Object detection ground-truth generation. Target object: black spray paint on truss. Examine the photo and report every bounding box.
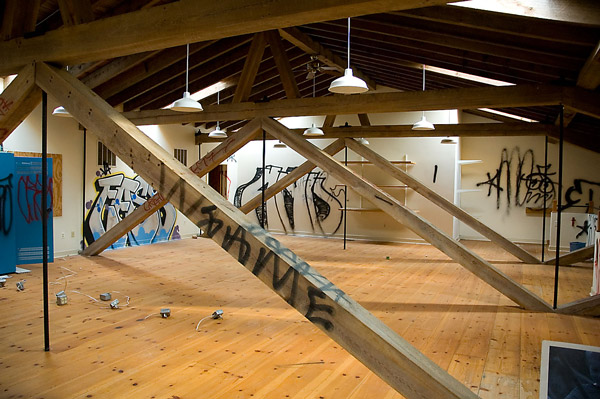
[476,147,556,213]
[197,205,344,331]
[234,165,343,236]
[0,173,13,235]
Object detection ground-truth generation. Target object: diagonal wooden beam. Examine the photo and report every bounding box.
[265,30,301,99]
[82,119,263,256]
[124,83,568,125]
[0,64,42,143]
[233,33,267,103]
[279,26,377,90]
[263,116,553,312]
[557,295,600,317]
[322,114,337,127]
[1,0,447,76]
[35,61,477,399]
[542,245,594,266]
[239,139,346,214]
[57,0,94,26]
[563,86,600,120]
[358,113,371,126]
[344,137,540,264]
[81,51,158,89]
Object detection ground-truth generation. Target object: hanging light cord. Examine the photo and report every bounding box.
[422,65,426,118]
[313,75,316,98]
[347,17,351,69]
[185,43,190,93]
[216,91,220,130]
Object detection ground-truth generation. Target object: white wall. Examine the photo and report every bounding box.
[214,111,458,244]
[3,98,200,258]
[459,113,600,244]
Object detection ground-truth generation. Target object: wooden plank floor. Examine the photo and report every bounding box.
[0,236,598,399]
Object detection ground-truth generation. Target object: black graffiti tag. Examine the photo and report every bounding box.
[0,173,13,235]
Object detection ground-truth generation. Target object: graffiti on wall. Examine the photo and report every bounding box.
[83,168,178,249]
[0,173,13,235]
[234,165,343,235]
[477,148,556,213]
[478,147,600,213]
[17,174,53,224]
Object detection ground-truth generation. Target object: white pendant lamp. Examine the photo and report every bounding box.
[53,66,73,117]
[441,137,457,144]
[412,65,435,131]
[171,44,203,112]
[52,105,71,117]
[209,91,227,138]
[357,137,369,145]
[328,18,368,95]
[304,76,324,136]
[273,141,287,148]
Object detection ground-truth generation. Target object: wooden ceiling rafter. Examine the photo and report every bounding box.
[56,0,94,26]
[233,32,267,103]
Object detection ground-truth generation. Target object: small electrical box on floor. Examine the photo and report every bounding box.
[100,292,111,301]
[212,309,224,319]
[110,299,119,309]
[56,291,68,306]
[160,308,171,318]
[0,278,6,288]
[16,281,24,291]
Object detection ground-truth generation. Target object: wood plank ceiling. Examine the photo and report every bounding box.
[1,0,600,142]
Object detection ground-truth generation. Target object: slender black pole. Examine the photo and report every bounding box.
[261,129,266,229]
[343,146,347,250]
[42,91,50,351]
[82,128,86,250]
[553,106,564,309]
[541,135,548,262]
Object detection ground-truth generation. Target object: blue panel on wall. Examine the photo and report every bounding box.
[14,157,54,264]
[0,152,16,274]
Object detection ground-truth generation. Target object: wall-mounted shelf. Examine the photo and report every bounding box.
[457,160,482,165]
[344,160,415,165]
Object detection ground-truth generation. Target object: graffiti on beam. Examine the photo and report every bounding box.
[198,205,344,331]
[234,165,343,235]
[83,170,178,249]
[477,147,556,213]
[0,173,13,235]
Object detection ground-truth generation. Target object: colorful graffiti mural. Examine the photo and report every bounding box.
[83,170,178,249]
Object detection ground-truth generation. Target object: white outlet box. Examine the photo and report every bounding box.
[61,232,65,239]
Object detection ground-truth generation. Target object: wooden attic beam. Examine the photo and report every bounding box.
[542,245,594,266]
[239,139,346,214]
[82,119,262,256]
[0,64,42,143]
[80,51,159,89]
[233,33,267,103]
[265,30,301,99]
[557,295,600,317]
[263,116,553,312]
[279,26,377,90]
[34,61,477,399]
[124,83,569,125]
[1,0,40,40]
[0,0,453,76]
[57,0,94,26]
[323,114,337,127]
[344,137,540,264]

────────────────────────────────────────

Activity: Write out the material above exactly, and omit the pictures it holds.

Answer below:
Object detection ground-truth generation. Target object: black spray paint on truss. Examine the photo and report every bounding box.
[476,147,556,213]
[197,205,344,331]
[234,165,343,236]
[0,173,13,235]
Object detection ground-truth generation. Target object: diagonal wooden beam. Examine the photo and report every bounding box.
[265,30,301,99]
[82,119,263,256]
[124,83,568,125]
[0,64,42,143]
[233,33,267,103]
[279,26,377,90]
[263,116,553,312]
[557,295,600,317]
[322,114,337,127]
[1,0,447,76]
[35,61,477,399]
[542,245,594,266]
[239,139,346,214]
[57,0,94,26]
[563,86,600,120]
[358,113,371,126]
[344,137,540,264]
[81,51,158,89]
Object detection ground-truth generation. Target object: hanging light cord. Examine the photo and report every bounding box.
[422,65,426,118]
[313,75,316,98]
[347,17,351,69]
[185,43,190,93]
[216,91,220,130]
Object detection ground-truth generation. Target object: white wall. Examine the photo and report every bounding box.
[214,111,458,244]
[3,98,200,258]
[459,113,600,244]
Object detection ground-truth generation. Target object: wooden plank floor. Examine the photo and report every bounding box.
[0,236,598,399]
Object detection ground-truth generation. Target object: black graffiti tag. Examine the photo and report every bounding box.
[0,173,13,235]
Object detection ground-truth generation. Target object: graffiti on wall. Examine the photo and report every bounding box.
[83,168,178,249]
[0,173,13,235]
[234,165,343,235]
[477,148,556,213]
[478,147,600,213]
[17,174,53,224]
Object detection ground-truth generation. Target object: white pendant lamp. Examine the photo and report every bounding box.
[53,66,73,117]
[441,137,457,144]
[412,65,435,131]
[171,44,203,112]
[52,105,71,117]
[209,91,227,138]
[357,137,369,145]
[328,18,368,95]
[304,76,324,136]
[273,141,287,148]
Object detection ground-truth generation. Target object: wooden ceiling rafter. Examine the photo and report every bounding box.
[56,0,94,26]
[233,32,267,103]
Object detection ground-truth generation. Target object: small electrical box on floor. Examine the photo and report every bounding box.
[100,292,111,301]
[212,309,224,319]
[110,299,119,309]
[56,291,68,306]
[160,308,171,318]
[0,278,6,288]
[16,281,24,291]
Object detection ground-truth generation. Target object: wood plank ceiling. Examine the photo and report every bounding box.
[1,0,600,142]
Object detection ground-truth generation. Target object: slender black pole. Examine the photo and report every bounding box.
[261,129,266,229]
[343,146,347,250]
[42,91,50,351]
[82,128,86,250]
[553,106,564,309]
[541,135,548,262]
Object detection ground-truth generation. Target object: blue panel on wall. Examine the photo and report every bounding box.
[14,157,54,264]
[0,152,16,274]
Object detection ground-truth generation. Target object: wall-mounted shelf. Examine the photo and report every bounding box.
[457,160,482,165]
[344,160,415,165]
Object detection ground-truth generation. Target object: graffiti on beam. Examine the photo and report every bounding box.
[198,205,344,331]
[234,165,343,235]
[83,170,178,249]
[477,147,556,213]
[0,173,13,235]
Object detection ground-truth generation. Target object: colorful graffiti mural. Examine the photo and report every bounding box.
[83,170,178,249]
Object detection ground-truth generation. Target object: white outlet box. Examine the photo and report every bounding box.
[61,232,65,239]
Object detection ground-truth generation. Target object: wooden attic beam. Examine the photo and report every bounding box.
[542,245,594,266]
[239,139,346,214]
[82,119,262,256]
[0,64,42,143]
[80,51,159,89]
[233,33,267,103]
[265,30,301,99]
[557,295,600,317]
[263,116,553,312]
[279,26,377,90]
[34,61,477,399]
[124,83,569,125]
[1,0,40,40]
[0,0,453,76]
[57,0,94,26]
[323,114,337,127]
[344,137,540,264]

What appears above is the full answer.